REQUIRED WORK: Take the line that contains "For each instance of the cloudy" and all lines after it, up to and including the last line of the data, and write them out exactly; nothing else belongs in the answer.

INPUT RECORDS:
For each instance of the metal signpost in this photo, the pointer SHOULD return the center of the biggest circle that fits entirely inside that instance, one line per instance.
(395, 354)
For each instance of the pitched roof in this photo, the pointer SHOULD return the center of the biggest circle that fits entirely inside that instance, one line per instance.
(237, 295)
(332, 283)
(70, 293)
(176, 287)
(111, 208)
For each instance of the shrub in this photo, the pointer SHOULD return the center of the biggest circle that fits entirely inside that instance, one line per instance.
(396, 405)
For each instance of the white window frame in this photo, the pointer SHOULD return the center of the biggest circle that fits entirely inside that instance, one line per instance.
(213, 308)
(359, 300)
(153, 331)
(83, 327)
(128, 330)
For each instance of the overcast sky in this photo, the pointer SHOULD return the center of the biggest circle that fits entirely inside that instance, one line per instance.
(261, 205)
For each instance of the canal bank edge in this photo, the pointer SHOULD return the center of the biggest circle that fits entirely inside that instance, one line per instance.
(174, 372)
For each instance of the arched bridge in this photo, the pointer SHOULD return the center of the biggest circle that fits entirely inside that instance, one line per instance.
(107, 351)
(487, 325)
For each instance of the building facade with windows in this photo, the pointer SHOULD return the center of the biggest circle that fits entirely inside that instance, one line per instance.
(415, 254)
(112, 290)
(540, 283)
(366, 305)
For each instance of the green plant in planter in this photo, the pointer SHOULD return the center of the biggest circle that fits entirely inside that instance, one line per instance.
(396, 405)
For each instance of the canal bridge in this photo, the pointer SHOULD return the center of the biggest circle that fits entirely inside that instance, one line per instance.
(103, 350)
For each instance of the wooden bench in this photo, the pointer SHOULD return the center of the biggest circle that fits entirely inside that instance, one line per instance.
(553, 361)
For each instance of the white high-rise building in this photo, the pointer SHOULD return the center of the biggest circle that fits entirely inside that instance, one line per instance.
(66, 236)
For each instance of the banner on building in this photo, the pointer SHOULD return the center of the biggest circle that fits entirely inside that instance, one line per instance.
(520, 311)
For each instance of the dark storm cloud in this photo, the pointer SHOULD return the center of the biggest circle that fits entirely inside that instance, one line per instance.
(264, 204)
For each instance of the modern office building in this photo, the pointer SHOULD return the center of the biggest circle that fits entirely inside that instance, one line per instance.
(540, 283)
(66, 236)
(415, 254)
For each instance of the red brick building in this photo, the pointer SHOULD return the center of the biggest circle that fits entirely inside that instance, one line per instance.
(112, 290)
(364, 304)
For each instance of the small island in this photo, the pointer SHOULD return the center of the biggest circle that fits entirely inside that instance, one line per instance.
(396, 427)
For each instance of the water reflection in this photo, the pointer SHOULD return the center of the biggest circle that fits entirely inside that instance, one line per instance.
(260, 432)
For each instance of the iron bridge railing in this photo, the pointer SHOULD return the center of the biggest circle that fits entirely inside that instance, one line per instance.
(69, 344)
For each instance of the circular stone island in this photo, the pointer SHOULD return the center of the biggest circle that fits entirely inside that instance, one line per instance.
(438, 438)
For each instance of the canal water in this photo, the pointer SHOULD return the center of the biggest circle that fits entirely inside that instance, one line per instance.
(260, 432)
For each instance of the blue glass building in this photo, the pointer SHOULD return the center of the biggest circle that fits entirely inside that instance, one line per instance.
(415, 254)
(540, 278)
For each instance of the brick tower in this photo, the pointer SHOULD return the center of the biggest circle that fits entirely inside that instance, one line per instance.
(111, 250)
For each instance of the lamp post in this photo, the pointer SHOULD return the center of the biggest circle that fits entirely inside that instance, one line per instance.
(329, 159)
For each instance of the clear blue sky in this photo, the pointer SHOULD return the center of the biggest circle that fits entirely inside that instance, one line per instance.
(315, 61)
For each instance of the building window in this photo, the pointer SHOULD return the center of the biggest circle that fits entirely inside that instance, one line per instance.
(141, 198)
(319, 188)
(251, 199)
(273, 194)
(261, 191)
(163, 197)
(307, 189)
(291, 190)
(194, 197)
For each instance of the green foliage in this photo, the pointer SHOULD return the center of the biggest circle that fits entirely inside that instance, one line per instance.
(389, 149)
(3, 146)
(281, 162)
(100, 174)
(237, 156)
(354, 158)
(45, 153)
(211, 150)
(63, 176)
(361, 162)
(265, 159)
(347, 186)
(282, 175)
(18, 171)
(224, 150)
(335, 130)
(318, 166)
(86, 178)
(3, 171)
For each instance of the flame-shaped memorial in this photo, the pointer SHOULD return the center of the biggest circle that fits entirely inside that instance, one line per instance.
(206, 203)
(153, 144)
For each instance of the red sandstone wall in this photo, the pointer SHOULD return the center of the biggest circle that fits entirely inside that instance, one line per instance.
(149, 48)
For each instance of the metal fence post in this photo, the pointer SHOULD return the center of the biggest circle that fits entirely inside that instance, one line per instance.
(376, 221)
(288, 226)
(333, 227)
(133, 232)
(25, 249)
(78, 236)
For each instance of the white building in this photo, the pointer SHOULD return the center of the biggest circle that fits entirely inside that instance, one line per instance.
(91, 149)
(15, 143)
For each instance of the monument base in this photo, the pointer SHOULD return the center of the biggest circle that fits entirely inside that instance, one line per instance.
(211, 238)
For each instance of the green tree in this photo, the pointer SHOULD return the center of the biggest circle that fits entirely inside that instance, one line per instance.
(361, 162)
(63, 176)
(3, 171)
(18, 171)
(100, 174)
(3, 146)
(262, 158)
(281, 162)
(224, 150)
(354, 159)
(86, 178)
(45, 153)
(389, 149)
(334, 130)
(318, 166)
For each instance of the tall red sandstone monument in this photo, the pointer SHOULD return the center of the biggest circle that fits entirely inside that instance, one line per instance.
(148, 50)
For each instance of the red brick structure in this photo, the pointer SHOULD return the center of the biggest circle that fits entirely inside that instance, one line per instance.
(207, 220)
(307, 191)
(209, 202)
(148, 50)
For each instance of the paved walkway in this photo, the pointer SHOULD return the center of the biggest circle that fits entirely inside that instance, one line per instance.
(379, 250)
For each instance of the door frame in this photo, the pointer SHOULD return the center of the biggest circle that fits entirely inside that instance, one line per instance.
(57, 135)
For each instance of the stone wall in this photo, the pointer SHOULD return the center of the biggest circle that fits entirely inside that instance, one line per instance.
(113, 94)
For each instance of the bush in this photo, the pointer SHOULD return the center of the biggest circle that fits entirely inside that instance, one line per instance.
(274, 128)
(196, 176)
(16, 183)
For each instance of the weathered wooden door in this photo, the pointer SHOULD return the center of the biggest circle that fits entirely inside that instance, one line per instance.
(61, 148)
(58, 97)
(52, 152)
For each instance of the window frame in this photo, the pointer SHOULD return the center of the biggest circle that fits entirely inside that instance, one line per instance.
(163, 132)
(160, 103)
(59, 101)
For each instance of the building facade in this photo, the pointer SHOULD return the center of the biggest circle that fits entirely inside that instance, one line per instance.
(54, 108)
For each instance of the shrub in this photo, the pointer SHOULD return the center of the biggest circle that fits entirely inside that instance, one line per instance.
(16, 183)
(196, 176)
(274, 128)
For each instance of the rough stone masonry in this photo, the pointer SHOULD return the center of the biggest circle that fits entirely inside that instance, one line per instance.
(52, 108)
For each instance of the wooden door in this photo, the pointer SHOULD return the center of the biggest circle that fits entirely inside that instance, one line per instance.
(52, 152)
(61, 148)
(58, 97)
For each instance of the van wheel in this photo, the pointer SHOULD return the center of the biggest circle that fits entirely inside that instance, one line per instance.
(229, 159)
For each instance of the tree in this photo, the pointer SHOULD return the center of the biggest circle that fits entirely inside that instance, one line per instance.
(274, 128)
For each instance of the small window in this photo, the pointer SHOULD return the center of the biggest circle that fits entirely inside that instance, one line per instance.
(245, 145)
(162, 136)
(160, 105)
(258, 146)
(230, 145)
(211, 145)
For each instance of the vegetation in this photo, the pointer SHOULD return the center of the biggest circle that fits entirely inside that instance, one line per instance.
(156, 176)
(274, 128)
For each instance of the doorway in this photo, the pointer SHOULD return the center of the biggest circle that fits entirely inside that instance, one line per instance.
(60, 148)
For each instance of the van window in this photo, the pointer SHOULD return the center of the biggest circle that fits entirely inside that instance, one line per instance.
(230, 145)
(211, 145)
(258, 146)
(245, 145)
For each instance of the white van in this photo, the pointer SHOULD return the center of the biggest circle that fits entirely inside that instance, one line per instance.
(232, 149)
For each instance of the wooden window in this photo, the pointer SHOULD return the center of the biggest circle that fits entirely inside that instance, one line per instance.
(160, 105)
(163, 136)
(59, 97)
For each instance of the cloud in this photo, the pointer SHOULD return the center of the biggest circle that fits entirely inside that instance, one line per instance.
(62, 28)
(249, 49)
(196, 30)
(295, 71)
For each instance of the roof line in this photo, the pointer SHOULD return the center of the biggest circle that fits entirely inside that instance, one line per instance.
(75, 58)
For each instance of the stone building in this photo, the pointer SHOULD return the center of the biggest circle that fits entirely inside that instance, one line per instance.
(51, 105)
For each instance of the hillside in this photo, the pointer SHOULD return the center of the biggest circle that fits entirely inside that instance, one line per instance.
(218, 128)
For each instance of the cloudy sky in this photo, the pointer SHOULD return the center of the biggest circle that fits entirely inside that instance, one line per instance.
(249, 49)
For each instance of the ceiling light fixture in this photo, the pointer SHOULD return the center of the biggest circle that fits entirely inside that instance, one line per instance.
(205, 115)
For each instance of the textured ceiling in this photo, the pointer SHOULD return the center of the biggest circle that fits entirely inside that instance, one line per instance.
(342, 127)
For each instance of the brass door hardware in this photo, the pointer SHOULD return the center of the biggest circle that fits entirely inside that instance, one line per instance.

RESPONSE FOR THIS EXERCISE:
For each instance of the cloudy sky in this photo, the pointer SHOULD return the center of the biggest circle that fits entirely inside that instance, one line per instance.
(249, 49)
For each instance of the ceiling light fixture in this photo, the pointer SHOULD return the center of the biggest circle that fits entirely inside that instance, one line per instance.
(205, 115)
For each instance of the textured ceiling in this photo, the pointer SHOULD return the center of the biggest circle that fits entirely inside that instance, one line per instance.
(342, 127)
For each instance of the brass door hardware in this photo, the pointer SHOULD return the center of the biggest circle that fits entirely inside that instance, one line per instance.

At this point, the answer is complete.